■ EXERCISE REQUIREMENTS ■
Search the records below for "above contains awning.". Return that line and all remaining lines exactly.

■ SUPPLIED INFORMATION ■
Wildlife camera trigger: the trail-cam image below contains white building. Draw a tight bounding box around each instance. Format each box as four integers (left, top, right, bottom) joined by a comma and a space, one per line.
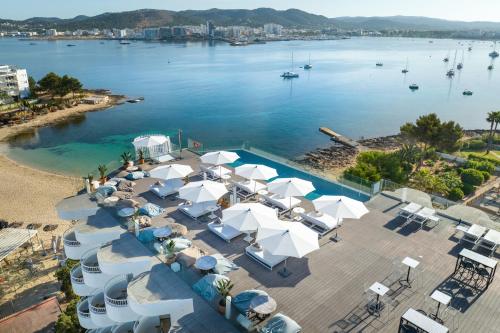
45, 28, 58, 37
0, 65, 30, 99
264, 23, 283, 36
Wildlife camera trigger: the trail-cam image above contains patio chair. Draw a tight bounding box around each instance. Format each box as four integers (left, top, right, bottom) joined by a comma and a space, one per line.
476, 229, 500, 256
199, 164, 232, 180
149, 179, 184, 199
300, 211, 339, 237
398, 203, 422, 221
207, 221, 242, 242
235, 180, 267, 200
261, 193, 301, 216
442, 306, 460, 332
459, 224, 487, 247
245, 245, 287, 270
409, 207, 440, 229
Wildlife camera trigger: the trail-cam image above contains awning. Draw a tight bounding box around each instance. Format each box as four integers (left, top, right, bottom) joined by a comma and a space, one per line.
0, 228, 38, 262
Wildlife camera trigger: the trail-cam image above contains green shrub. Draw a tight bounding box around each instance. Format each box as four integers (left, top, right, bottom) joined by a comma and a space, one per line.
55, 299, 84, 333
468, 154, 500, 166
461, 168, 484, 186
463, 139, 487, 150
462, 183, 475, 195
447, 187, 464, 201
441, 172, 462, 191
481, 171, 491, 182
465, 160, 495, 174
54, 259, 79, 301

■ WRITTEN RESPONSE ■
Wildlife camera trigger: the trail-cam image above contains awning. Draw a tight bounding box around each instance. Format each box as four integers (left, top, right, bottom) joined by a comma and a space, one per line.
0, 228, 38, 262
Wildlife camera trigger: the trail-cam image above contains green shrub. Draw a tight bounding box around each instance. Format each box as four integers (left, top, right, bottom) joined by a comma and a space, one per line.
55, 299, 84, 333
468, 154, 500, 166
461, 168, 484, 186
463, 139, 487, 150
462, 183, 475, 195
447, 187, 464, 201
441, 172, 462, 191
481, 171, 491, 182
465, 160, 495, 174
54, 259, 79, 301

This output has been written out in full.